> **EXERCISE AIM**
Copy out every line of the records below verbatim, omitting the pictures.

> **Dataset rows showing where objects appear**
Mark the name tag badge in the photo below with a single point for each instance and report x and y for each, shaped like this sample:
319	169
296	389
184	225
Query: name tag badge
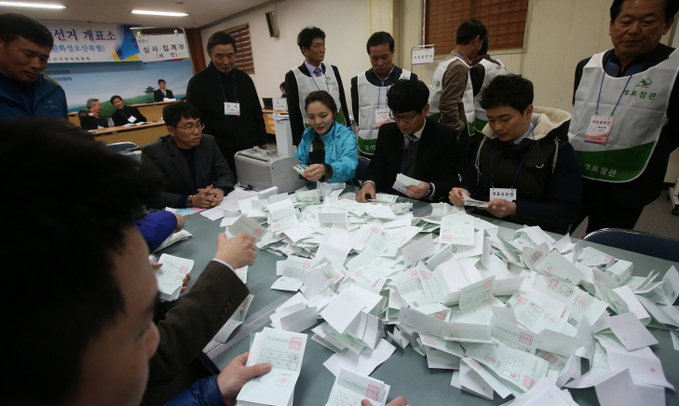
599	130
231	109
381	116
503	194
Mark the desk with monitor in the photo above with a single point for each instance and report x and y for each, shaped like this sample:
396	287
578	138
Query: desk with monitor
406	371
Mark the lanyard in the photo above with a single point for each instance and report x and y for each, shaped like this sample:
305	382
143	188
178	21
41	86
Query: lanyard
596	113
492	157
384	82
219	79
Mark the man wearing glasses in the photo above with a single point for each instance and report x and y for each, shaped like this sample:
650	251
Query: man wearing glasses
414	146
196	174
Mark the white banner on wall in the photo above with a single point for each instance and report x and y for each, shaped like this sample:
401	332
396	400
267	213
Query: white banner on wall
75	43
162	47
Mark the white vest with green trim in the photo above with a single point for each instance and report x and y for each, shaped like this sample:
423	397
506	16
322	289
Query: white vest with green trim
370	97
436	85
328	82
492	70
637	122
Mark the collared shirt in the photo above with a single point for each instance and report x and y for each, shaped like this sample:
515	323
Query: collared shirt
311	68
531	127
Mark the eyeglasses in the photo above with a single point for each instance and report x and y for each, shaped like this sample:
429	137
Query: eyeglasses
191	128
405	119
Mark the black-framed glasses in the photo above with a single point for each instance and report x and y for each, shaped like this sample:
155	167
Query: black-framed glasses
401	117
192	128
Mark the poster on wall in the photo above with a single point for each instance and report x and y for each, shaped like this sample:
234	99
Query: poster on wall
82	43
162	47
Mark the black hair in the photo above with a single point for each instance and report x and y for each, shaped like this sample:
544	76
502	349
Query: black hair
379	38
220	38
173	113
408	95
60	275
14	25
307	36
469	30
671	8
323	97
484	47
510	90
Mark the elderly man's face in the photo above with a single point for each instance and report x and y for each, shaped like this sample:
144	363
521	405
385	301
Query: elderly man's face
115	364
638	28
23	60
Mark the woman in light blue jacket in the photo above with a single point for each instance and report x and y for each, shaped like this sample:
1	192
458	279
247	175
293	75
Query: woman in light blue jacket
328	150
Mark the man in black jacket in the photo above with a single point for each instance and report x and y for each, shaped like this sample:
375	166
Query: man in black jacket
227	100
414	146
162	93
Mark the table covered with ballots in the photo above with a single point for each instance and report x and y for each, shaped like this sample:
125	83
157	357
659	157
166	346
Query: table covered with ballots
399	297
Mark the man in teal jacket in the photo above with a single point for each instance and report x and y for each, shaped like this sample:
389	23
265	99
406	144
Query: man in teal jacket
25	91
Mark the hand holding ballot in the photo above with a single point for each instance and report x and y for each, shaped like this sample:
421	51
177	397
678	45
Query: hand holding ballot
235	374
238	251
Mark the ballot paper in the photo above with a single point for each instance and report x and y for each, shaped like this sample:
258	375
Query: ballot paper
469	202
518	369
285	351
171	274
245	225
403	181
234	321
351	388
456	229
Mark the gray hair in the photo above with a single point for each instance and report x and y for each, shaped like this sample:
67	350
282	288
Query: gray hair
91	103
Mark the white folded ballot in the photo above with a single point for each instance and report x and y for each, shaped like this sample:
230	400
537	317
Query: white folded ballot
171	275
351	388
285	351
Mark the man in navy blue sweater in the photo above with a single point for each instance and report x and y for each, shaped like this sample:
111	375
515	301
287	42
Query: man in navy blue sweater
524	168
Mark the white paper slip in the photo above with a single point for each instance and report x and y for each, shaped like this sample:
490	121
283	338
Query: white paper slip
470	202
246	226
171	275
363	363
285	351
234	321
351	388
456	229
403	181
631	333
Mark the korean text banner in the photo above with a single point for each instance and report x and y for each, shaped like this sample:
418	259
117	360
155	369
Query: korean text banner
75	43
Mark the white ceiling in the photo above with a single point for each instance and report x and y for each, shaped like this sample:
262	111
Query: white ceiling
201	12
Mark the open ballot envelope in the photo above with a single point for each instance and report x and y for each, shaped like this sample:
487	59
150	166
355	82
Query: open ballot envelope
171	275
285	351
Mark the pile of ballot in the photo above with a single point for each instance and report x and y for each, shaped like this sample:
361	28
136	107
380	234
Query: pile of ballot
512	312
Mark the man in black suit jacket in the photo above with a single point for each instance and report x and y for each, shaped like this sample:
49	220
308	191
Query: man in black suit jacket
195	172
162	93
415	146
310	76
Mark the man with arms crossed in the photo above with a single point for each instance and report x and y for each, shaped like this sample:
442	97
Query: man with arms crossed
25	91
369	90
227	100
626	113
195	173
414	145
310	76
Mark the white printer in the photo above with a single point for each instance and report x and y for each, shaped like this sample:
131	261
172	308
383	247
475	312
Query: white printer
261	169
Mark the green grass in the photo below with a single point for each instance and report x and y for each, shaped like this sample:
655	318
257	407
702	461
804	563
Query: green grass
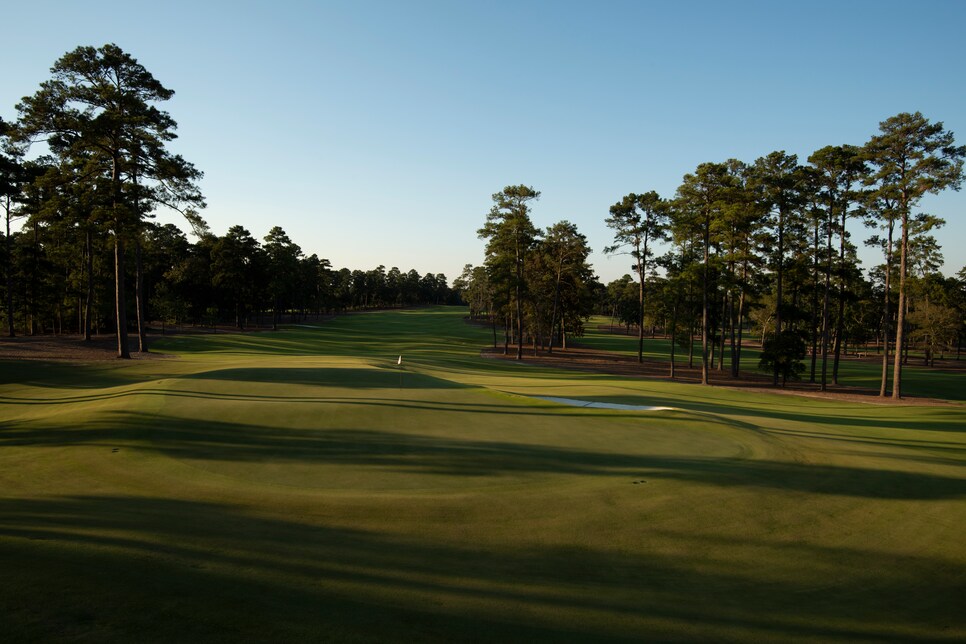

> **THE ANSWER**
Mark the name tag badge in the photo below with a single point for each instance and report x and y for each, shaped like this sample:
319	169
296	389
184	225
Query: name tag badge
599	130
231	109
381	116
503	194
Mark the desk with monitor in the photo above with a single point for each instance and report x and y for each, shaped like this sample:
396	287
578	138
Query: desk with monitor
406	371
Mark the lanyard in the photo above with a single point for each instance and report x and y for each, shaped like this sample:
305	382
143	188
178	21
41	86
Query: lanyard
596	113
492	157
384	82
219	79
Mark the man wearing glasses in the photo above with a single point for each instance and report x and y for each, shaped like this sample:
650	251
Query: man wearing glasses
414	146
196	174
Mark the white banner on wall in the photo above with a single point for each instance and report x and y for each, shaped like this sample:
401	332
396	400
267	213
Query: white banner on wall
75	43
162	47
Mark the white vest with green trim in the photo above with a single point for each instance and report x and y for each, shaped like this sample:
423	397
506	16
322	289
Query: white vest with green trim
370	97
436	85
328	82
492	70
637	122
Mark the collared shirt in the photo above with a single point for each instance and report x and y for each, shaped like this sample:
515	323
Query: collared shirt
311	68
531	127
Mark the eyeglasses in the photo above with a single point for each instance and report x and y for each, shaped like this sample:
429	137
Query: eyeglasses
191	128
405	119
Mark the black-framed glasses in the photo above with a single point for each instance and report x and y for each, shaped like this sample:
155	167
Query: black-framed glasses
401	117
192	128
Mark the poster on wall in the photo above with a single point for each instance and report x and y for each, shaped like this sample:
234	99
Query: poster on wall
82	43
162	47
Mark the black hair in the photo above with a single point for each instance and report x and y for each, shaped like this sample:
544	76
502	349
Query: black hair
379	38
220	38
173	113
408	95
60	275
14	25
307	36
469	30
671	8
323	97
484	47
510	90
Mark the elderly man's face in the photo above with a single point for each instance and report x and y for each, shaped like this sample:
144	363
521	405
385	301
Query: elderly man's face
115	364
638	28
23	60
Mark the woman in light blue jacket in the photo above with a single point for each instance and report x and y for each, shaped like this sample:
1	192
458	279
247	175
293	75
Query: woman in light blue jacket
328	150
Mark the man in black jacket in the photo above with a single point for each instance and report x and y for each, shaped like this sample:
375	166
Query: man in black jacket
227	100
414	146
162	93
Mark the table covered with ballots in the photo above with a single point for each instance and report x and y for each, shaped like this sample:
125	83
157	357
659	157
166	346
Query: table covered with ballots
399	297
Mark the man in teal jacket in the photo above with a single point for each instance and report x and y for each, shaped like this sample:
389	23
265	99
406	144
Query: man in teal jacket
25	91
Mark the hand holding ballot in the photo above with a single point for each instance and report x and y for each, shaped like this sample:
421	51
177	397
678	45
Query: hand holding ballot
235	374
238	251
Mark the ballot paper in the photo above with a single point for each instance and report x and y for each, shaped like this sample:
258	375
Query: ballot paper
469	202
518	369
285	351
171	274
245	225
403	181
234	321
351	388
456	229
Mark the gray hair in the photo above with a single point for each instance and report x and y for each, shaped like this sample:
67	350
282	288
Query: gray hair
91	103
Mark the white folded ballot in the photo above with a single point for each instance and report x and y for each, shaped like this sample:
230	400
537	317
Query: white folded ballot
171	275
351	388
285	351
Mark the man in navy blue sweater in the photo above with a single point for each instance and report x and y for each, shaped like this sample:
111	375
515	301
287	42
Query: man in navy blue sweater
524	168
Mark the white paper slip in the photo above with a single point for each instance and report x and y for each, shaped like this sample:
490	121
283	338
Query: white paper slip
470	202
246	226
171	275
363	363
285	351
234	321
351	388
456	229
403	181
631	333
Mark the korean text banner in the photo above with a single point for each instance and report x and y for each, shaped like this sample:
418	259
117	360
155	369
Query: korean text banner
75	43
Mark the white ceiling in the photo above with a single point for each instance and report x and y for each, shaped like this sample:
262	111
Query: white ceiling
201	12
Mark the open ballot envelope in the photo above with a single point for each instance and report x and y for each, shaped like this sample:
487	59
150	166
355	82
Query: open ballot envelope
171	275
285	351
Mark the pile of ballot in the photo above with a single point for each instance and report x and y for each, shaped like this sample:
361	28
136	107
380	234
Query: pile of ballot
512	312
Mark the man in black suit jacket in the photo above with a single point for each instance and report x and y for each, shaped like this sample:
49	220
308	191
Query: man in black suit jacket
195	172
162	93
415	146
310	76
Mark the man with arms crossed in the photo above with a single point for each instance and report x and y for each, shaped like this sample:
442	97
Query: man with arms crossed
25	91
369	90
227	100
626	113
195	173
414	145
310	76
Mark the white printer in the photo above with a single point for each instance and report x and y for each, shaped like this sample:
131	261
172	308
383	247
475	312
Query: white printer
261	169
Mark the green grass in the photo below with a single point for each instance and report x and y for each, shaped like this sample:
655	318
257	407
702	461
804	563
Query: green grass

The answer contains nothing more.